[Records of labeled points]

___

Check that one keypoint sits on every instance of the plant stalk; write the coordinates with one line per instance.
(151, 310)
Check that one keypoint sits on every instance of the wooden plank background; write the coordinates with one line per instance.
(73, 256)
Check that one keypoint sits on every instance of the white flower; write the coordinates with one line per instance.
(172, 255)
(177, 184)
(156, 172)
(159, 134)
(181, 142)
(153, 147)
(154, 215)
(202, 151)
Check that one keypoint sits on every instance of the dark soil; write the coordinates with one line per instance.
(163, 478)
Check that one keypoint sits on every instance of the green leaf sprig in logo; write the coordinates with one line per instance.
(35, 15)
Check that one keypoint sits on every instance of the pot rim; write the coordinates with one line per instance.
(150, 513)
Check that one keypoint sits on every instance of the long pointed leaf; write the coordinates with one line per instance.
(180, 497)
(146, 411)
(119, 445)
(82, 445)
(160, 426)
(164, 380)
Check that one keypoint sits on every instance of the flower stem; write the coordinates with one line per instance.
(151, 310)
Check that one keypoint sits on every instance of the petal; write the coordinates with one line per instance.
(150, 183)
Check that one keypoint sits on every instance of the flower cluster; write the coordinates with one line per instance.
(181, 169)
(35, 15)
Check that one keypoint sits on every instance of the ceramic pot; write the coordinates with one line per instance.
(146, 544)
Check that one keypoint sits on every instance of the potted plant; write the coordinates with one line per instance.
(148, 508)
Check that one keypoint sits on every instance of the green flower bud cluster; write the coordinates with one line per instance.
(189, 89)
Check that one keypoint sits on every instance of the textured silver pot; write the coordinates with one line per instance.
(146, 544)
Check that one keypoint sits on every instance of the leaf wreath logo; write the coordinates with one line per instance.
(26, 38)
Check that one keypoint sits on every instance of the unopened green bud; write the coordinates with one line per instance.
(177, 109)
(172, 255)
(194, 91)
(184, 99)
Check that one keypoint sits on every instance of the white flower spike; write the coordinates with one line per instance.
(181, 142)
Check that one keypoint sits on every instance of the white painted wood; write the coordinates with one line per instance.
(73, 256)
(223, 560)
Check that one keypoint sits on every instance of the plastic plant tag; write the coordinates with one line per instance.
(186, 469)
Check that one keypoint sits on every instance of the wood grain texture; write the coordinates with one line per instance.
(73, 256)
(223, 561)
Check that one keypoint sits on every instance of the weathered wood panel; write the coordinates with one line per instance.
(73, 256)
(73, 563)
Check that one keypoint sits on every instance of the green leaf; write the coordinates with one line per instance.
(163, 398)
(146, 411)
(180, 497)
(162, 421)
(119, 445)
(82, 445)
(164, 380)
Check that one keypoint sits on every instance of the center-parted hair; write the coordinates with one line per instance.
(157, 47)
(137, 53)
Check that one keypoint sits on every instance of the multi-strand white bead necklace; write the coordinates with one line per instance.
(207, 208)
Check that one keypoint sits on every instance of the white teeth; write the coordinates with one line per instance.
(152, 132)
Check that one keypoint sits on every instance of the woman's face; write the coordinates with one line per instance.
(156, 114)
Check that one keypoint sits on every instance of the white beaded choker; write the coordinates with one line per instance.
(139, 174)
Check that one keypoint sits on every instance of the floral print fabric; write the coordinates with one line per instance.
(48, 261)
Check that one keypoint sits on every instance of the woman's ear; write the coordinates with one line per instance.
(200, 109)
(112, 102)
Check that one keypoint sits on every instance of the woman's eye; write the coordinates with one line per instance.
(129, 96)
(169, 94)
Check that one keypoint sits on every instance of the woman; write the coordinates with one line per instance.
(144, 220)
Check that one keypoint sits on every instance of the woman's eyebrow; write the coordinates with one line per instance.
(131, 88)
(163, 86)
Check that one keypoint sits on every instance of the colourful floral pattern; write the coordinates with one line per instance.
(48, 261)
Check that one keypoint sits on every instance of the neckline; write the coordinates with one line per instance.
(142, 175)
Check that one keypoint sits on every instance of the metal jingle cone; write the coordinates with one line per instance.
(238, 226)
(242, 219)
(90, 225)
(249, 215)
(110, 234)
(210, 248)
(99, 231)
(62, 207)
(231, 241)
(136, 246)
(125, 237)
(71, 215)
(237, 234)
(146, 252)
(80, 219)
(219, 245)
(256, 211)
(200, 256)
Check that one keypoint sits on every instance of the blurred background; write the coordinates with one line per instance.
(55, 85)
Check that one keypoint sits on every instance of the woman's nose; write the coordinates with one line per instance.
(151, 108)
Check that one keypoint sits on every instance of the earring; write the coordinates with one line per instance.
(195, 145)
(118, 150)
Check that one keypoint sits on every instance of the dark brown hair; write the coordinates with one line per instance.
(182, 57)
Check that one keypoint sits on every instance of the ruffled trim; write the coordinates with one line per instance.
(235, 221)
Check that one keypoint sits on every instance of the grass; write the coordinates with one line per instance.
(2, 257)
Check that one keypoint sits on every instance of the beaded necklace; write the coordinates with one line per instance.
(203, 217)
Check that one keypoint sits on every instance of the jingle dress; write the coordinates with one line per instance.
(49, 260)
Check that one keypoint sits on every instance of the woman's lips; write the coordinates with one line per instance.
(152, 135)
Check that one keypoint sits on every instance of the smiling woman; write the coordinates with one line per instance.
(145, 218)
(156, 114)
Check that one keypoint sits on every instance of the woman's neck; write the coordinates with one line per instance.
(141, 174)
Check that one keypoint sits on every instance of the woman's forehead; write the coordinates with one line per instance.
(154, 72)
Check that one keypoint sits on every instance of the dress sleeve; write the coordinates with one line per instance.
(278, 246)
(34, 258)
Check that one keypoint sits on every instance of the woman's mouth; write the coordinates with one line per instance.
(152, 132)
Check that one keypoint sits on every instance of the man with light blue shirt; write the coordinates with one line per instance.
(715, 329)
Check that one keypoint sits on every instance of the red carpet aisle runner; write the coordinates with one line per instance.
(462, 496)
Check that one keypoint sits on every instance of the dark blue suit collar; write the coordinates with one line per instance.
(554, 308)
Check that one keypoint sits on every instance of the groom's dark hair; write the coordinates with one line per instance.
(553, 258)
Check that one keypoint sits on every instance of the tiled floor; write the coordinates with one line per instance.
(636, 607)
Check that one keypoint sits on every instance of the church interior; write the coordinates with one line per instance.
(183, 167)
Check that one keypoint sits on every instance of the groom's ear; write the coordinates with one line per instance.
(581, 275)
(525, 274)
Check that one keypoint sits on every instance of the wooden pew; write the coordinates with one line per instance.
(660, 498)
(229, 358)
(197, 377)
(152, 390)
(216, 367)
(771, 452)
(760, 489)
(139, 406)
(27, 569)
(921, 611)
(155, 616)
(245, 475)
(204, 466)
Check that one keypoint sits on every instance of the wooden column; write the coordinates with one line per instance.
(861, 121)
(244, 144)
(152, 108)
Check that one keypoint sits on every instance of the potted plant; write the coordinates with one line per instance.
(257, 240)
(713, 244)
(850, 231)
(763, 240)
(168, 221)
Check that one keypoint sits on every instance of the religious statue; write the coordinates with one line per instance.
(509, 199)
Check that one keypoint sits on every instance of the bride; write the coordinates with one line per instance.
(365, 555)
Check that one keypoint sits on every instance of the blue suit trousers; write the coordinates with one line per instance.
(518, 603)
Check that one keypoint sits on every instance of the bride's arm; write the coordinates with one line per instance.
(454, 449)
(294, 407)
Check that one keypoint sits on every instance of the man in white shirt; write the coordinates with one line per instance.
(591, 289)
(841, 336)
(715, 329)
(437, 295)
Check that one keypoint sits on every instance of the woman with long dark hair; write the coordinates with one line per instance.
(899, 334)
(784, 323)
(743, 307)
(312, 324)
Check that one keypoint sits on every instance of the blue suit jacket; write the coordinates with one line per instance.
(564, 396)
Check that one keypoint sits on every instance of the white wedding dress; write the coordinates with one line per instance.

___

[WHAT TO WORK ON] The full set of records should be duplicated exactly.

[TASK ANSWER]
Check that one keypoint sits on every instance of the plant stalk; write the coordinates with one line per instance.
(151, 310)
Check that one keypoint sits on every instance of the wooden plank background; write the coordinates with one line per instance.
(73, 256)
Check that one keypoint sits on every instance of the white flower; write the coordinates with one line per instance.
(172, 255)
(177, 184)
(156, 172)
(159, 134)
(181, 142)
(153, 147)
(154, 215)
(202, 151)
Check that one keypoint sits on every instance of the dark soil; write the coordinates with one line per instance.
(163, 478)
Check that one keypoint sits on every instance of the green leaf sprig in logo; write the coordinates with one line per instance.
(35, 15)
Check that one keypoint sits on every instance of the pot rim; write the coordinates with one line per instance.
(150, 513)
Check that one keypoint sits on every instance of the long pointed leaf; write the coordinates with one line per instance.
(180, 497)
(146, 411)
(119, 445)
(82, 445)
(160, 426)
(164, 380)
Check that one keypoint sits on every instance of the flower stem; write the coordinates with one line per instance.
(151, 310)
Check that one keypoint sits on every instance of the petal; write the coordinates with one line per instance.
(150, 183)
Check that one keypoint sits on every instance of the flower cluster; write the coordinates with one line per instance.
(181, 169)
(35, 15)
Check that one keypoint sits on every instance of the ceramic pot; write the coordinates with one line per instance.
(146, 544)
Check that one keypoint sits on every instance of the potted plant; write the coordinates with one line per instance.
(148, 508)
Check that one keypoint sits on every instance of the green flower bud cluster; write the coordinates with one line per instance.
(189, 89)
Check that one keypoint sits on every instance of the textured silver pot; write the coordinates with one line per instance.
(146, 544)
Check that one keypoint sits on every instance of the leaf wreath logo; write the coordinates with one line per instance.
(26, 38)
Check that one keypoint sits on every instance of the unopened green bud; write the coordinates with one line per instance.
(177, 109)
(172, 255)
(194, 91)
(184, 99)
Check that one keypoint sits on every instance of the white flower spike; write the coordinates with one line per instance.
(181, 142)
Check that one keypoint sits on every instance of the white painted wood; write the coordinates with one line per instance.
(73, 256)
(223, 560)
Check that one keypoint sits on every instance of the plastic plant tag; write the coordinates with one line per instance.
(186, 469)
Check that one keypoint sits on every instance of the wood grain texture; write the coordinates with one line per instance.
(73, 256)
(223, 561)
Check that one keypoint sits on every instance of the weathered wood panel; write the coordinates with one line per instance.
(73, 256)
(73, 563)
Check that one keypoint sits on every instance of the green leaf; write the coordinates with one line per instance.
(163, 398)
(146, 411)
(180, 497)
(162, 421)
(119, 445)
(82, 445)
(164, 380)
Check that one keypoint sits on every instance of the center-parted hair; write the coordinates with one line per instance.
(157, 47)
(137, 53)
Check that one keypoint sits on every instance of the multi-strand white bead necklace; write the coordinates with one line per instance.
(207, 208)
Check that one keypoint sits on every instance of the white teeth; write the coordinates with one line per instance.
(152, 132)
Check that one keypoint sits on every instance of the woman's face; write the coordinates with one line per instance.
(156, 114)
Check that one keypoint sits on every instance of the white beaded choker; write the coordinates with one line per instance.
(139, 174)
Check that one keypoint sits on every instance of the floral print fabric; write the coordinates with one line per instance.
(48, 261)
Check that one keypoint sits on every instance of the woman's ear; write the coordinates with one line per instance.
(200, 109)
(112, 102)
Check that one keypoint sits on every instance of the woman's eye; write the coordinates with one line per instance.
(129, 96)
(169, 94)
Check that one keypoint sits on every instance of the woman; write the coordinates with one line per instance.
(144, 220)
Check that one keypoint sits on every instance of the woman's eyebrow; write the coordinates with one line per instance.
(131, 88)
(163, 86)
Check that one keypoint sits on every instance of the colourful floral pattern; write the coordinates with one line per instance.
(48, 261)
Check that one keypoint sits on every instance of the neckline; write the coordinates with one line per instance.
(142, 175)
Check that one keypoint sits on every instance of the metal jingle cone; write the coordinates with one line per instance.
(238, 226)
(242, 219)
(90, 225)
(249, 215)
(110, 234)
(210, 248)
(99, 231)
(62, 207)
(231, 241)
(136, 246)
(125, 237)
(71, 215)
(237, 234)
(146, 252)
(80, 219)
(219, 245)
(256, 211)
(200, 256)
Check that one keypoint sits on every instance of the blurred background; write the coordinates with one line per instance.
(55, 85)
Check that one keypoint sits on every instance of the woman's nose; write the coordinates with one line per instance.
(151, 108)
Check that one keypoint sits on every instance of the earring; write the coordinates with one line per instance.
(195, 145)
(118, 150)
Check that one keypoint sits on every instance of the dark brown hair; write the coordinates with one line per instance.
(182, 57)
Check that one keypoint sits on every instance of the ruffled trim; write the coordinates with one line per instance.
(235, 221)
Check that one keypoint sits on every instance of the grass; write the coordinates with one line per instance.
(2, 257)
Check that one keypoint sits on every instance of the beaded necklace; write the coordinates with one line per instance.
(203, 217)
Check that one keypoint sits on every instance of the jingle dress; write the coordinates with one line per instance.
(49, 260)
Check that one keypoint sits on every instance of the woman's lips; write the coordinates with one line per instance.
(152, 135)
Check that one keypoint sits on every instance of the smiling woman; write the coordinates with one line per instance.
(145, 218)
(156, 114)
Check that one keypoint sits on every instance of the woman's neck; write the coordinates with one line per instance.
(141, 174)
Check that one keypoint sits on every instance of the woman's forehead; write the coordinates with one line per instance.
(154, 72)
Check that one keypoint sits on every instance of the dress sleeve; write the coordinates with one line per instance.
(278, 246)
(34, 258)
Check that one keypoint sits on every instance of the woman's mouth; write the coordinates with one line per instance.
(152, 132)
Check that one keypoint sits on every instance of the man with light blue shirt; write the coordinates with one line per instance.
(715, 329)
Check that one keypoint sits on every instance of the red carpet aisle runner; write the coordinates with one line per instance.
(462, 496)
Check that one keypoint sits on every instance of the dark blue suit collar; write the coordinates with one line per instance.
(554, 308)
Check that one keypoint sits on every instance of the groom's dark hair; write the coordinates with one line per instance.
(553, 258)
Check that one keypoint sits on every instance of the tiled floor; write the coordinates with one line per instance.
(636, 607)
Check that one keypoint sits on every instance of the church interior; write the coordinates with one line per instance.
(183, 167)
Check that one keypoint sits on every instance of the groom's ear; write the coordinates with one line per instance.
(581, 275)
(525, 274)
Check that one keypoint sits on every instance of the wooden pew; write the coordinates with one line per instance.
(660, 498)
(229, 358)
(197, 377)
(152, 390)
(216, 367)
(771, 452)
(760, 489)
(139, 406)
(27, 569)
(921, 611)
(155, 616)
(245, 475)
(204, 466)
Check that one keypoint sits on every instance of the wooden column; write the coordinates with one line per instance.
(861, 121)
(244, 144)
(152, 108)
Check that one keypoint sits on every instance of the potted plant; write the coordinates with one line per instance.
(257, 240)
(713, 244)
(850, 231)
(763, 240)
(168, 221)
Check that one keypoint sits on every instance of the religious statue; write the coordinates with one line per instance.
(509, 199)
Check that one keypoint sits on every instance of the bride; write the coordinates with one line per instance.
(365, 555)
Check that one keypoint sits on every instance of the blue suit trousers; write the coordinates with one line per instance.
(518, 603)
Check that one keypoint sits on every instance of the bride's arm; write the coordinates with one line per instance.
(454, 449)
(294, 407)
Check that one keypoint sits on every instance of the man in white shirt; write the coordinates with one line per instance.
(591, 289)
(841, 336)
(715, 329)
(437, 295)
Check that one keypoint sits on every instance of the woman with long dark hair; write the coordinates with one line per instance.
(899, 334)
(784, 323)
(743, 307)
(312, 324)
Check that one keypoint sits on every instance of the blue suit jacket; write the coordinates with one line per instance.
(564, 396)
Check that one keypoint sits on every instance of the white wedding dress; write the coordinates with one line per instance.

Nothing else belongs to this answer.